*Texto*
+-------+

Ao menos isso é o que expressou a Valor Econômico em recente artigo, mostrando como principalmente nos centros urbanos a combinação do desgaste do governo devido a catástrofe sanitária e seu negacionismo junto ao “Fator Lula” tem gerado uma relocalização do empresariado urbano, e sobretudo das finanças. O medo de que estourem situações de revolta e radicalização como resposta à crise sanitária agravada pelo Bolsonarismo tem feito circular em grupos desses setores mensagens e vídeos que vão desde críticas mais pontuais até mesmo na discussão sobre o impeachment do Presidente.

Chegamos aqui em conclusões importantes para além do que representaram os atos da extrema-direita no último domingo, isso porque era também um dia onde a esquerda deveria ter demonstrado força nas ruas exigindo justiça pela Marielle e também por um plano de emergência para combater a pandemia que dizima os trabalhadores mais e mais a cada dia. E por que razão isso não aconteceu? O bolsonarismo viu o caminho livre para sua política genocida.

A extrema direita terá caminho livre até 2022?

O cenário político nacional tem sido tomado pelo retorno de Lula no jogo político e embaralhou novamente as cartas do regime político golpista, todos agora fazem seus cálculos tendo em vista 2022 e o processo eleitoral, isso no caso da burguesia brasileira e internacional, mas também das burocracias sindicais e políticas do PT e do do PCdoB. Os únicos que amargam as consequências atuais e imediatas das crises sanitária e econômica são os trabalhadores que se vêem espremidos entre morrer pelo vírus ou pelo desemprego e fome que crescem cada vez mais.

Nesse sentido é preciso dizer com todas as letras o absurdo que representa a paralisia das centrais sindicais da CUT e CTB que parecem estar quarentenadas a mais de um ano e agora pedem para que os trabalhadores aguardem pacientemente o ano de 2022 para derrotarem Bolsonaro nas urnas. Até 2022 quantas centenas de milhares de vidas teremos perdido? Não podemos esperar!
Isso inclusive porque como bem vimos a extrema-direita não espera 2022 e mostra sua cara nojenta e reacionária agora para descarregar em nossas costas o custo da crise aumentando o lucro dos capitalistas.

Por que Lula não se dirige às centrais sindicais para organizarem a luta dos trabalhadores imediatamente? Estamos em meio a um cenário de calamidade e duros ataques.
É preciso organizar urgentemente assembleias nos locais de trabalho, com todas condições sanitárias necessárias e virtualmente nos lugares onde é preciso, esse é o primeiro passo para que possamos nos enfrentar com essa situação de conjunto: apostar na auto organização dos trabalhadores e em sua mobilização independente junto aos setores oprimidos da sociedade.

+-------+

*Material fornecido*
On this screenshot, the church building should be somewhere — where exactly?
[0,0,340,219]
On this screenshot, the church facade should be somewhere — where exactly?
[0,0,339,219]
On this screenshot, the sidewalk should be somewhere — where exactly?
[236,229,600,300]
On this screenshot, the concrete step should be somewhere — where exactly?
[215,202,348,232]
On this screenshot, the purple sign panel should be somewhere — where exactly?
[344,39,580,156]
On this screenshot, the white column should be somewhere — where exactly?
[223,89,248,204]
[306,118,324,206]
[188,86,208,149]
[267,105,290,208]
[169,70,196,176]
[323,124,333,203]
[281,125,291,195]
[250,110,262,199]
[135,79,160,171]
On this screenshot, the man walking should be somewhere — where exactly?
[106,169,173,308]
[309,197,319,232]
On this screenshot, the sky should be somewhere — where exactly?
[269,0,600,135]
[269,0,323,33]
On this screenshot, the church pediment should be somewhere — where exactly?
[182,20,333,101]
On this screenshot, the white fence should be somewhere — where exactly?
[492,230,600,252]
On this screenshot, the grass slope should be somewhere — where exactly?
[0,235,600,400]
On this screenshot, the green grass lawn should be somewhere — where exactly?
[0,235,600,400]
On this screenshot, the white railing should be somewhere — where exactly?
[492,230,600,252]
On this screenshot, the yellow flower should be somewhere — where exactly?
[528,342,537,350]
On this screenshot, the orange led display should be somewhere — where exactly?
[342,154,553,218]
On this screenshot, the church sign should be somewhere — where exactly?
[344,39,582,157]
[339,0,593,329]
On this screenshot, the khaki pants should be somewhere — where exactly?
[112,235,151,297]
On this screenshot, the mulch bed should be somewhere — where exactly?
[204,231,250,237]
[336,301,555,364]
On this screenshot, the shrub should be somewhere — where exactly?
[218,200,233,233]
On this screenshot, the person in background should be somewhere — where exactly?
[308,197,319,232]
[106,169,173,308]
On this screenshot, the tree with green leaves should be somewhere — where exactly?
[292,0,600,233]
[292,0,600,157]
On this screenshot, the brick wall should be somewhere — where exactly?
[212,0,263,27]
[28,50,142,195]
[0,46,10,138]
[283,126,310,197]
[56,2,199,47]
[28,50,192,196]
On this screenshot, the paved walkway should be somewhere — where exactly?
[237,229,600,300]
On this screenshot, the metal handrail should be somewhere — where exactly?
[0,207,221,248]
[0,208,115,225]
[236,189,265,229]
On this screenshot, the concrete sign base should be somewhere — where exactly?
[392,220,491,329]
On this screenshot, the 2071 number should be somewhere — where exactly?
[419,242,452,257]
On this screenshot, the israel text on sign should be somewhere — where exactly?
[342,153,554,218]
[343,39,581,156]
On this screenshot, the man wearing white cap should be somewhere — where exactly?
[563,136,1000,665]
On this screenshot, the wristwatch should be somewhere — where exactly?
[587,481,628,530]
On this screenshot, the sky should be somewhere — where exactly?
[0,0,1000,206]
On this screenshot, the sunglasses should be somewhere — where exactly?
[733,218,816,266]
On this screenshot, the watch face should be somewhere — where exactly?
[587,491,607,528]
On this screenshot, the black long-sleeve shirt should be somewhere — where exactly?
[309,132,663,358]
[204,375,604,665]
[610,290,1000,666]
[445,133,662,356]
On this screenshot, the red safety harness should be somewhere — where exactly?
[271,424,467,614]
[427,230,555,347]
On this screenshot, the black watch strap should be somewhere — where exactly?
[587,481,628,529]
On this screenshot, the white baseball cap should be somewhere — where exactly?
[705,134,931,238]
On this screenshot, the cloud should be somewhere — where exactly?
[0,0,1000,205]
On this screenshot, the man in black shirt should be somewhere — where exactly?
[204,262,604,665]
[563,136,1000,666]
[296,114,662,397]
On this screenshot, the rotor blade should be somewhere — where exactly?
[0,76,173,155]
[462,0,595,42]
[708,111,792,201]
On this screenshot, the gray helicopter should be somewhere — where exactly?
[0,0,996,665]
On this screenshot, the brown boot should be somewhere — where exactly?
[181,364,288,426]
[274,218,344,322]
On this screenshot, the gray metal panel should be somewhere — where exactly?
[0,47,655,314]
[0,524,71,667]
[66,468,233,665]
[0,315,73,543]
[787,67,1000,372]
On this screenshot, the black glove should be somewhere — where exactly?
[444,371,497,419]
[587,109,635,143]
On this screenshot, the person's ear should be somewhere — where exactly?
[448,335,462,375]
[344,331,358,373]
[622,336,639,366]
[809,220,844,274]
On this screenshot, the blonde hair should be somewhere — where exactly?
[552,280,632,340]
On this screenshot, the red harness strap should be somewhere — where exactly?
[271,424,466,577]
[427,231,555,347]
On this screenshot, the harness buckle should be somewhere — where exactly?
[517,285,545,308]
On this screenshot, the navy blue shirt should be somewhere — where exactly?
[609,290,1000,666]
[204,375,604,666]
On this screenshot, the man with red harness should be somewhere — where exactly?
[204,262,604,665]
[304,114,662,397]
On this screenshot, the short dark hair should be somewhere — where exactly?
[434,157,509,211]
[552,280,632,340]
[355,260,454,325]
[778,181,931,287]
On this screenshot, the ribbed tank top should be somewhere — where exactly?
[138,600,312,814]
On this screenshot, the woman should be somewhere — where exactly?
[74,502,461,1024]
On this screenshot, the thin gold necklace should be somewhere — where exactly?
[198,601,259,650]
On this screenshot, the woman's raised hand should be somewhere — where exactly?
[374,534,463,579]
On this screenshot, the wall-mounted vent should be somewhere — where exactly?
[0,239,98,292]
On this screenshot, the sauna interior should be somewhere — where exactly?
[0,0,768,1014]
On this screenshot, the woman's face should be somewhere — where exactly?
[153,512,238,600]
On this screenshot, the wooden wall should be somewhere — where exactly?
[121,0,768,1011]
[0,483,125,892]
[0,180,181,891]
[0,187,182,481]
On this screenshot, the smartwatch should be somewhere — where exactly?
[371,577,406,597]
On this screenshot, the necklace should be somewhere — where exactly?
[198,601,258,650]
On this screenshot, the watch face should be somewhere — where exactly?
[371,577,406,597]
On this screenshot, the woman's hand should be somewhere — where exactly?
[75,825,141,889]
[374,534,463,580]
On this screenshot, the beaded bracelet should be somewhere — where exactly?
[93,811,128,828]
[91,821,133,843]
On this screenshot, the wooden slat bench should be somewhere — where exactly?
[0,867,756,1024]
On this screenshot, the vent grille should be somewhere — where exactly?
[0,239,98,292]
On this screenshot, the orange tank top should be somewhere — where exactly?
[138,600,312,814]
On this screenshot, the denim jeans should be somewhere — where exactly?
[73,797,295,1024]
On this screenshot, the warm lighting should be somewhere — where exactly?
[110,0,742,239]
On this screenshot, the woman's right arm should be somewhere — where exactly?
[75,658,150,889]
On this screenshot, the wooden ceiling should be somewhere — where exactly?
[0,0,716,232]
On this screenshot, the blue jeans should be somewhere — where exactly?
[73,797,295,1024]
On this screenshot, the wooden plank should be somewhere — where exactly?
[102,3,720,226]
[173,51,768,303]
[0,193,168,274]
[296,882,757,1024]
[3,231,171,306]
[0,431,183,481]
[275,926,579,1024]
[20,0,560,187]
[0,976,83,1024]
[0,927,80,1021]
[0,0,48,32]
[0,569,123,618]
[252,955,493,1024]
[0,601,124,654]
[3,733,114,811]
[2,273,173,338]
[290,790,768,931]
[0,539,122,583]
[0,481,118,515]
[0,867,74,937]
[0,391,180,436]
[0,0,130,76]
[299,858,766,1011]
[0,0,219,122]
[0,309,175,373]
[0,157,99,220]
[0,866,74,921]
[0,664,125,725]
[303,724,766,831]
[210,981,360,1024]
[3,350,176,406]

+-------+

*Tarefa a realizar*
Reescreva de forma mais concisa o parágrafo do texto acima iniciado por "O cenário político nacional", preservando seus fatos principais.

*Sua resposta*
O retorno de Lula ao jogo político voltou a embaralhar as cartas do regime golpista. Agora a burguesia brasileira e internacional e as burocracias sindicais e políticas do PT e do PCdoB fazem seus cálculos com vistas às eleições de 2022. Enquanto isso, somente os trabalhadores sofrem as consequências imediatas das crises sanitária e econômica, espremidos entre morrer pelo vírus ou pelo desemprego e pela fome, que não param de crescer.